(begin)

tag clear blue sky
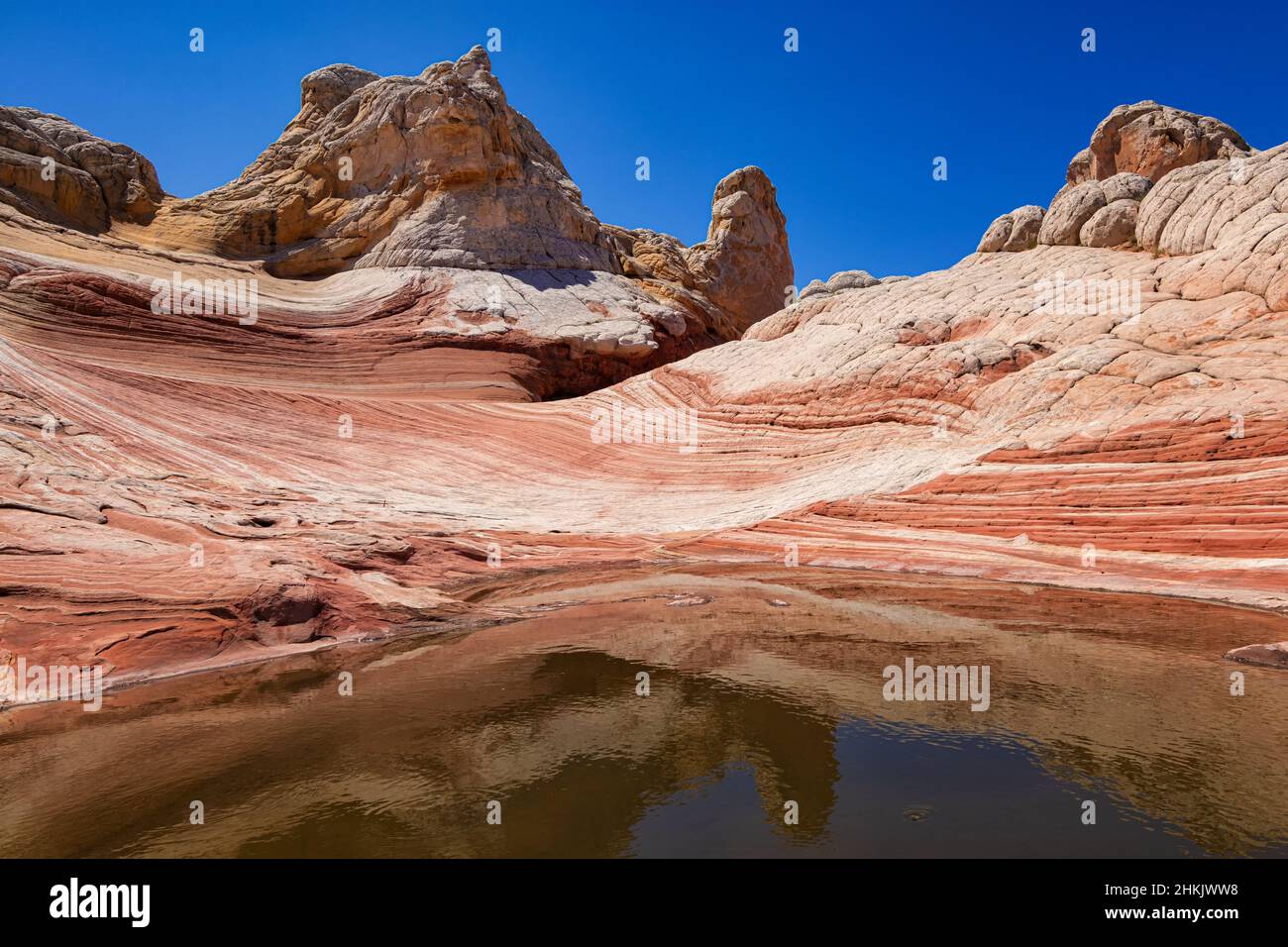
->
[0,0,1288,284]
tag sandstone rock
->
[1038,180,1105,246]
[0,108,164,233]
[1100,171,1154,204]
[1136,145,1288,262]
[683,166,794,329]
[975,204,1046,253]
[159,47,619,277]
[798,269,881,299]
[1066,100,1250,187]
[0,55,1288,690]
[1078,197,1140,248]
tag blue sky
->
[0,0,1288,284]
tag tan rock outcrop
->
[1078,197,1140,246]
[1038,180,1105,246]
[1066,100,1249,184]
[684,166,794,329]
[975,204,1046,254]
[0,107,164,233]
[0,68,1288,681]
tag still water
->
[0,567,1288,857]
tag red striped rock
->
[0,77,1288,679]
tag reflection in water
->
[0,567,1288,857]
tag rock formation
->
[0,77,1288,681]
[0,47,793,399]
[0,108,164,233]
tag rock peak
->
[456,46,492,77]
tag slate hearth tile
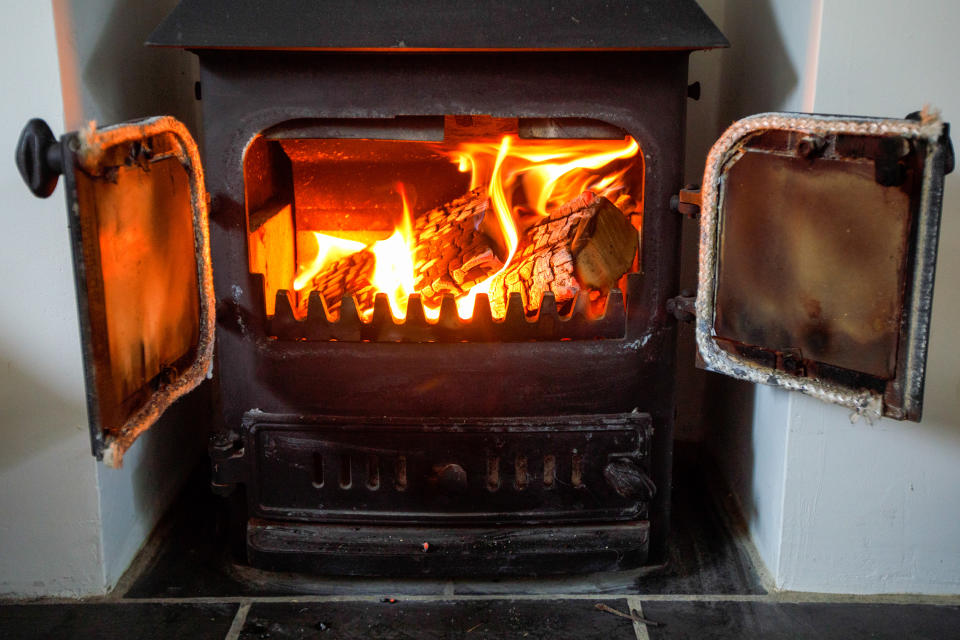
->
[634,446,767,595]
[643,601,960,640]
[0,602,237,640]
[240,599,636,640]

(end)

What the exercise asks:
Convert the lines above into a JSON list of strings, one string per line and no blank lines. Leave out the pictures.

Answer to this problem:
[
  "tag clear blue sky",
  "->",
  "[0,0,1288,284]",
  "tag sandstone rock",
  "->",
  "[1038,180,1105,246]",
  "[0,108,164,233]",
  "[1100,171,1154,204]",
  "[1136,145,1288,262]",
  "[683,166,794,329]",
  "[975,204,1046,253]",
  "[159,47,619,277]",
  "[798,269,881,299]",
  "[1066,100,1250,187]",
  "[0,55,1288,690]",
  "[1078,197,1140,248]",
  "tag blue sky",
  "->",
  "[0,0,1288,284]",
  "tag tan rock outcrop",
  "->",
  "[1078,197,1140,246]",
  "[1038,180,1105,246]",
  "[1066,100,1249,184]",
  "[684,166,794,329]",
  "[975,204,1046,254]",
  "[0,107,164,233]",
  "[0,68,1288,681]",
  "tag still water",
  "->",
  "[0,567,1288,857]",
  "tag red striped rock",
  "->",
  "[0,77,1288,679]",
  "tag reflection in water",
  "->",
  "[0,567,1288,857]",
  "tag rock formation",
  "->",
  "[0,77,1288,681]",
  "[0,47,793,399]",
  "[0,108,164,233]",
  "tag rock peak",
  "->",
  "[456,46,492,77]",
  "tag slate hearth tile",
  "->",
  "[634,446,767,595]",
  "[643,601,960,640]",
  "[0,602,237,640]",
  "[240,599,636,640]"
]